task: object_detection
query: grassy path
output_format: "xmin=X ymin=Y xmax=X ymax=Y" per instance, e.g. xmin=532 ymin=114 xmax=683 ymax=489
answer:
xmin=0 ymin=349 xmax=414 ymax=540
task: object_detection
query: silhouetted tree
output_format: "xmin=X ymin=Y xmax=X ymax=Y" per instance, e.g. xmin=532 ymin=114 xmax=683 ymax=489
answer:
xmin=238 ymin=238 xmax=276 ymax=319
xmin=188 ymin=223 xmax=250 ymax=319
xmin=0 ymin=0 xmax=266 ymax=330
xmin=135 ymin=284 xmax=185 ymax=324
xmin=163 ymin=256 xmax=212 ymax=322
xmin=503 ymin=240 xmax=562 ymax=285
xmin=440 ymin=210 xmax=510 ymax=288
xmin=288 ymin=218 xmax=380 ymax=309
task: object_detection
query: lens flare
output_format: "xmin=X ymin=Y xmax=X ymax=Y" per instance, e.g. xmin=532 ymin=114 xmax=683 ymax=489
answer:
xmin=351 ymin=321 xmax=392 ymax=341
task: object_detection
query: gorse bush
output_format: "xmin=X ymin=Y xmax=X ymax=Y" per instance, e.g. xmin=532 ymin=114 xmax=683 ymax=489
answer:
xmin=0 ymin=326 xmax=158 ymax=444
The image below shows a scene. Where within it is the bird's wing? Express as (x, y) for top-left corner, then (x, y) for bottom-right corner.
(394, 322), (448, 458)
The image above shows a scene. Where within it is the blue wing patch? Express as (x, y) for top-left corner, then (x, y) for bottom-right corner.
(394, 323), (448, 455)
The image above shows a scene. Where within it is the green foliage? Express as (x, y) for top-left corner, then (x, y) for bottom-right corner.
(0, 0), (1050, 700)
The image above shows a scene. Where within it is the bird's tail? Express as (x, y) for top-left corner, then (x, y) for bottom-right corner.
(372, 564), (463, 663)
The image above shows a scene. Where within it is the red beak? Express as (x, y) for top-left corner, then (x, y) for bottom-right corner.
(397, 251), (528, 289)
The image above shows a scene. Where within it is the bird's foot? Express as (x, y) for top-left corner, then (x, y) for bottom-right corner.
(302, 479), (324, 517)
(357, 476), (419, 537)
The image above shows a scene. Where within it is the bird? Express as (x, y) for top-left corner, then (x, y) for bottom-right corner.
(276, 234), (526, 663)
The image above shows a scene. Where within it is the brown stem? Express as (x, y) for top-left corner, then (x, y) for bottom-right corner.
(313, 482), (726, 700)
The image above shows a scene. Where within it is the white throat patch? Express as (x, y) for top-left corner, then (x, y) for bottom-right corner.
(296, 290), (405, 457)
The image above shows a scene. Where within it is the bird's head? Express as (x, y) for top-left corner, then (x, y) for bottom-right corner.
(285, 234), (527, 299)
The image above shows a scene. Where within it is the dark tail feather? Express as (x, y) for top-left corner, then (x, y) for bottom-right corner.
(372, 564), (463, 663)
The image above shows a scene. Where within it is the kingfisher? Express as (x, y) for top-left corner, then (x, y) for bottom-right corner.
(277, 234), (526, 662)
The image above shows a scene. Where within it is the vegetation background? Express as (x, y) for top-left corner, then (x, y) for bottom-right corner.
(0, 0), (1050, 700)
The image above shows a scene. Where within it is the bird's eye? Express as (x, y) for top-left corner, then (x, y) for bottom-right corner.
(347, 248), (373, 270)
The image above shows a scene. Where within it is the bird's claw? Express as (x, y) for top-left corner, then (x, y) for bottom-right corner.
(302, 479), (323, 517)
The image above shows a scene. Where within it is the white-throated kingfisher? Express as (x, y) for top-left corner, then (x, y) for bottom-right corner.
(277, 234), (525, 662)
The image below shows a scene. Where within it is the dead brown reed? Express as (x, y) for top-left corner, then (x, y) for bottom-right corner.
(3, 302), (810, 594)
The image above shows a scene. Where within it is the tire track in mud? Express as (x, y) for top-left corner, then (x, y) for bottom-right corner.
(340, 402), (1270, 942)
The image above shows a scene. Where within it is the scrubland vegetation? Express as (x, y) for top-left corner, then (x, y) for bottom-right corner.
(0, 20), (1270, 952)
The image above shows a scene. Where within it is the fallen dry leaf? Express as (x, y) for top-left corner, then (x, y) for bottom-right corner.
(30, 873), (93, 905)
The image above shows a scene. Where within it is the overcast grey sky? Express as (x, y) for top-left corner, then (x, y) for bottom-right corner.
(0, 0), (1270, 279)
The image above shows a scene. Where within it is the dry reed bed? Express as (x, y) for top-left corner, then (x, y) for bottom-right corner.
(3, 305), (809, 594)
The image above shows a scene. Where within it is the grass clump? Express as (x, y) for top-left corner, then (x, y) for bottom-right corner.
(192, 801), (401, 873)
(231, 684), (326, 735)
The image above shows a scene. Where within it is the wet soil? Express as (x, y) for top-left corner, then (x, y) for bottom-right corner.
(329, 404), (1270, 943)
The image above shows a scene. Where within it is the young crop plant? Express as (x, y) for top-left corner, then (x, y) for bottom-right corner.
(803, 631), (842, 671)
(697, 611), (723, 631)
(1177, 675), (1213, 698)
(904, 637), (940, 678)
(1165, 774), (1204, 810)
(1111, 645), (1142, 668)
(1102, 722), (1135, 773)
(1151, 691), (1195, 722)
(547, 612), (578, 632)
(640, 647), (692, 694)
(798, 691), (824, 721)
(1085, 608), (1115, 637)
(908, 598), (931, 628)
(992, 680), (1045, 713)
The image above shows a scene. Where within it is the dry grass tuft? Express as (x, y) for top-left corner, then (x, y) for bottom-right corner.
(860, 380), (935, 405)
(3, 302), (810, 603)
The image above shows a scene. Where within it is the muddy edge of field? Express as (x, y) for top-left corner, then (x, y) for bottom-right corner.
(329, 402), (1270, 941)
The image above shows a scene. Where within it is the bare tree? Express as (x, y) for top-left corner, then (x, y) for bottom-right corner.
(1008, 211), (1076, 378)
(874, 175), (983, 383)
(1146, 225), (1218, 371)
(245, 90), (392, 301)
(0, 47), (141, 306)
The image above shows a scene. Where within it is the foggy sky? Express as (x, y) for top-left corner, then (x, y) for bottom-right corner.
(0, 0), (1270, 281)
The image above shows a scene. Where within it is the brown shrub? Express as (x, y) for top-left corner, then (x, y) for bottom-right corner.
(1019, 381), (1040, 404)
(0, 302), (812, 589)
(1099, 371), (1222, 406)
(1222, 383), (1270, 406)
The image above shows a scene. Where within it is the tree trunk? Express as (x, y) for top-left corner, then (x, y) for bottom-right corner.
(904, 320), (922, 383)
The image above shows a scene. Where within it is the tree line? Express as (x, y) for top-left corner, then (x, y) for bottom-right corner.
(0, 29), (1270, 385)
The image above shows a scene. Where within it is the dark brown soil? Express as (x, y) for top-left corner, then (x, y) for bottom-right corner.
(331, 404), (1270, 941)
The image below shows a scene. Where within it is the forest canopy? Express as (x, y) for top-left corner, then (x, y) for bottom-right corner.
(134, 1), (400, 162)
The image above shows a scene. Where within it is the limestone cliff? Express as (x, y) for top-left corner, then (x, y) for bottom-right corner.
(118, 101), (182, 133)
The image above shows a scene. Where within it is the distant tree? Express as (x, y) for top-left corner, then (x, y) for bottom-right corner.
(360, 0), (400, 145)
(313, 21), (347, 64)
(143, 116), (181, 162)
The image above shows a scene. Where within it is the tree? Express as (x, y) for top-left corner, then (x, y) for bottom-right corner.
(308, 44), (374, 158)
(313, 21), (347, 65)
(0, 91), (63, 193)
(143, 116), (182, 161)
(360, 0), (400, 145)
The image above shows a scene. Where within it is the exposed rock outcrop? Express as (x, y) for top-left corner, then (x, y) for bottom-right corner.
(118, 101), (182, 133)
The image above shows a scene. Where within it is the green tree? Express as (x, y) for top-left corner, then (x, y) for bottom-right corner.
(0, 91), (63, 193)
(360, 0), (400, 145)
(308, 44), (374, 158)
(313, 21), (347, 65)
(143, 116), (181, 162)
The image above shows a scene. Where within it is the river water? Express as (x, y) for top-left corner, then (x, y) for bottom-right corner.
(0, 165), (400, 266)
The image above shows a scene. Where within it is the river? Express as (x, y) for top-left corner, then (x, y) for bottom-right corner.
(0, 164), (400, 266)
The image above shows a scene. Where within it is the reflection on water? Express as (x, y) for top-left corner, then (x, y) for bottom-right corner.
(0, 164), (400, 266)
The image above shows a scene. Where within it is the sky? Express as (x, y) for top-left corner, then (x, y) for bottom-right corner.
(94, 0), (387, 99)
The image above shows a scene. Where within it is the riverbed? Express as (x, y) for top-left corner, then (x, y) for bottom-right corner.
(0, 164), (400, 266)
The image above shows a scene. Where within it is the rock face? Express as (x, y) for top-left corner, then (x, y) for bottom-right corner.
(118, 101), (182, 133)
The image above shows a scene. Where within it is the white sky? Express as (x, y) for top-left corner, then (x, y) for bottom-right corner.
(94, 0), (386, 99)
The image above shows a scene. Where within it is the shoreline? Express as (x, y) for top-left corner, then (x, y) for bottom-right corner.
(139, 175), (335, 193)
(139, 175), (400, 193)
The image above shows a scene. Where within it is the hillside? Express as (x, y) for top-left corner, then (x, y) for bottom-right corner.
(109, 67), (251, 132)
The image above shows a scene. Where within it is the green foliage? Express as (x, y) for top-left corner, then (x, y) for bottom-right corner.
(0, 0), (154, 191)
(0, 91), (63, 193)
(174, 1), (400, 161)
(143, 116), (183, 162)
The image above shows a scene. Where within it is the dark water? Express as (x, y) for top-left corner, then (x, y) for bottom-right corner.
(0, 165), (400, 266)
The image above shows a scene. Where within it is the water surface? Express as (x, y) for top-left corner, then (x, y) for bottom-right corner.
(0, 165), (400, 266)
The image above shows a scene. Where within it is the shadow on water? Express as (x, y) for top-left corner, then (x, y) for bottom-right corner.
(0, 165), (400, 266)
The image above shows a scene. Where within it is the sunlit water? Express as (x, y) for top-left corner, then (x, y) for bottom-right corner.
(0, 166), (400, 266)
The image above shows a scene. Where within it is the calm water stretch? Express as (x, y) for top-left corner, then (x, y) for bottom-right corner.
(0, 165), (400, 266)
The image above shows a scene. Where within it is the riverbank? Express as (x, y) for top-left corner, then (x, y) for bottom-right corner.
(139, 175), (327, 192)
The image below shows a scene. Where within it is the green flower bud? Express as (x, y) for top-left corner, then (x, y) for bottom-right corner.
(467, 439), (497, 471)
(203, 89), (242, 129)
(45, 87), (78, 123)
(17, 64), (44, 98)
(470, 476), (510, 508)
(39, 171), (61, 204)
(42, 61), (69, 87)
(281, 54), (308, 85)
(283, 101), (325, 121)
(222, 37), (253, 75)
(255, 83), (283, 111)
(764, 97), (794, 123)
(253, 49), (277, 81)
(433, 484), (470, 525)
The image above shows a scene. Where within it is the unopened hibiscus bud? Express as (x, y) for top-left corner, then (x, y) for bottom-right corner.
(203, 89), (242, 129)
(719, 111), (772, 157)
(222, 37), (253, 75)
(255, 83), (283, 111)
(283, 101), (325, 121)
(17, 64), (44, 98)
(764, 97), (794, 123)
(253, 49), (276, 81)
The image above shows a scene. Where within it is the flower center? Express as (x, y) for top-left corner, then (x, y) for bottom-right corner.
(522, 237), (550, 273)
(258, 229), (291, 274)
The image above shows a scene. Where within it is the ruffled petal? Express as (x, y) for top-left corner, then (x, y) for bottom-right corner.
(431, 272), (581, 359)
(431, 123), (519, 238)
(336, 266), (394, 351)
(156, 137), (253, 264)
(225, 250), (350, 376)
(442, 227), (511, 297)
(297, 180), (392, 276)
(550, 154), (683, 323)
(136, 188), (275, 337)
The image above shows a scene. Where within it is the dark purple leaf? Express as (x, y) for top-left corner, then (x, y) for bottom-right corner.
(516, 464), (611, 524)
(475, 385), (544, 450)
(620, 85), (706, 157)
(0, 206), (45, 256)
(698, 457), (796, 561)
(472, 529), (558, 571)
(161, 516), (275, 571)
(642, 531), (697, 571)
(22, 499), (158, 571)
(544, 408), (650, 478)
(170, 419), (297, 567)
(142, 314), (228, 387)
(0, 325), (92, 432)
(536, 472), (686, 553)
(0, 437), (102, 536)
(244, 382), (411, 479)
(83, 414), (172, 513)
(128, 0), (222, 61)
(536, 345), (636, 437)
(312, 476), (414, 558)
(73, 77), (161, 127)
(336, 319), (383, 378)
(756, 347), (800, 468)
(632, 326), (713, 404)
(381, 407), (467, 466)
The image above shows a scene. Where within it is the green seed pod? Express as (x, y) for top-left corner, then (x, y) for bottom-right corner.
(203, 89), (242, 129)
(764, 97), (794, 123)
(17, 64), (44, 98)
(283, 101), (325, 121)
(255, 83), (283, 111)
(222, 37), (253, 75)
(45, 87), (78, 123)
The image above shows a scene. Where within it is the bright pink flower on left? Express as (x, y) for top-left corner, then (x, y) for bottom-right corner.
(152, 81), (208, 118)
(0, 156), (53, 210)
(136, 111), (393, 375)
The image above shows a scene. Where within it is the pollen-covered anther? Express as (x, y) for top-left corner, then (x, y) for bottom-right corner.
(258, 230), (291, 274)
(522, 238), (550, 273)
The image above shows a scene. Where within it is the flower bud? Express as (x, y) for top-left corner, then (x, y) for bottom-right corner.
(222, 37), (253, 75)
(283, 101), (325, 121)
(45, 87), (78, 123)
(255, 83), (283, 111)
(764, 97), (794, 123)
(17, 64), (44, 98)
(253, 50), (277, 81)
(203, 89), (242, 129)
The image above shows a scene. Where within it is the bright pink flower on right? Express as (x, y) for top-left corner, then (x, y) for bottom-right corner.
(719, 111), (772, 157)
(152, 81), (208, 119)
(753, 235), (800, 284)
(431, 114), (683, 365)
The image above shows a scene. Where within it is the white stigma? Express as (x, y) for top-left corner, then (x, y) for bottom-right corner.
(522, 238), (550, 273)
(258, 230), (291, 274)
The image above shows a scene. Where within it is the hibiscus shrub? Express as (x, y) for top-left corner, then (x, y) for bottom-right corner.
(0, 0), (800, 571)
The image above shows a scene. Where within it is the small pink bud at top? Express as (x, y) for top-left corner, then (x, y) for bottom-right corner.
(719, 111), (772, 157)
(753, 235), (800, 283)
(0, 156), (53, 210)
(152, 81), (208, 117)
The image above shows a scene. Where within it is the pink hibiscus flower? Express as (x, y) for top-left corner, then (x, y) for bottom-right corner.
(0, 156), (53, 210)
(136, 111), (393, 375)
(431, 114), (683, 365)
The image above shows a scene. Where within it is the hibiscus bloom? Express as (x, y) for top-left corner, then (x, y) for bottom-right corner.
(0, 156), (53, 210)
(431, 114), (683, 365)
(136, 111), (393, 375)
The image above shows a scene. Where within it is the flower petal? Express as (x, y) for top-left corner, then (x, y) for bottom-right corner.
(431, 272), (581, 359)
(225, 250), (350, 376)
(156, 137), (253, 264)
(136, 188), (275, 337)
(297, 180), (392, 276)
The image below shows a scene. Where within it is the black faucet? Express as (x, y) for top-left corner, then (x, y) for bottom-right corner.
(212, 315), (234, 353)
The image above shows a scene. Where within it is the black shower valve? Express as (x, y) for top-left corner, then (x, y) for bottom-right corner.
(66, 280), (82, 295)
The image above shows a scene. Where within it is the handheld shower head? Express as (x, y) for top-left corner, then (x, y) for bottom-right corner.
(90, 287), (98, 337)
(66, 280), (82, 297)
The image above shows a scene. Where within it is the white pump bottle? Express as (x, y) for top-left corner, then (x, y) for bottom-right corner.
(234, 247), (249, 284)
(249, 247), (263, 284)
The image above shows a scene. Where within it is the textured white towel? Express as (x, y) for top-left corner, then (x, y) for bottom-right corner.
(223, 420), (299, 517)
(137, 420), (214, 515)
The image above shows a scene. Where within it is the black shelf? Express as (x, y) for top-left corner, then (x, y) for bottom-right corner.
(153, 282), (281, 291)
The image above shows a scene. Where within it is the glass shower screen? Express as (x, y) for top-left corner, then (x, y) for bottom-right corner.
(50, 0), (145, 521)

**What is expected:** Copy the data from the line with "the bird's wing?" to the line with "(313, 482), (726, 700)", swapping each "top-left" for "upper-left" and leaving the rest untouched.

**Task output:**
The image below shows a scene. Where within it is the bird's wing? Express as (x, y) for upper-left corner, then (x, y) for bottom-right corner.
(394, 322), (448, 458)
The image above shows a scene. Where within it is the blue wing patch? Express as (x, y) for upper-left corner, then (x, y) for bottom-right corner.
(394, 323), (448, 455)
The image above shows a scene. Where within it is the green foliage? Express as (x, y) for upper-left corner, then (x, y) for bottom-right corner.
(0, 0), (1050, 700)
The image above shows a scene. Where within it is the bird's tail? Express as (x, y) for upper-left corner, then (x, y) for bottom-right corner.
(372, 564), (463, 663)
The image above shows a scene. Where within it is the red beak? Express as (x, y) for upper-left corner, then (x, y) for bottom-right corner.
(397, 251), (528, 289)
The image above shows a scene. Where within it is the bird's foot? Express as (x, y) for upper-left corner, then (x, y) for bottom-right corner.
(302, 479), (324, 517)
(357, 476), (419, 537)
The image above shows a scene. Where within it is the bird? Express as (x, y) for upper-left corner, then (x, y) for bottom-right corner.
(276, 234), (526, 663)
The image above shows a scene. Where within it is the brown stem? Express as (x, y) for upper-left corner, then (x, y) for bottom-right corner.
(313, 482), (726, 700)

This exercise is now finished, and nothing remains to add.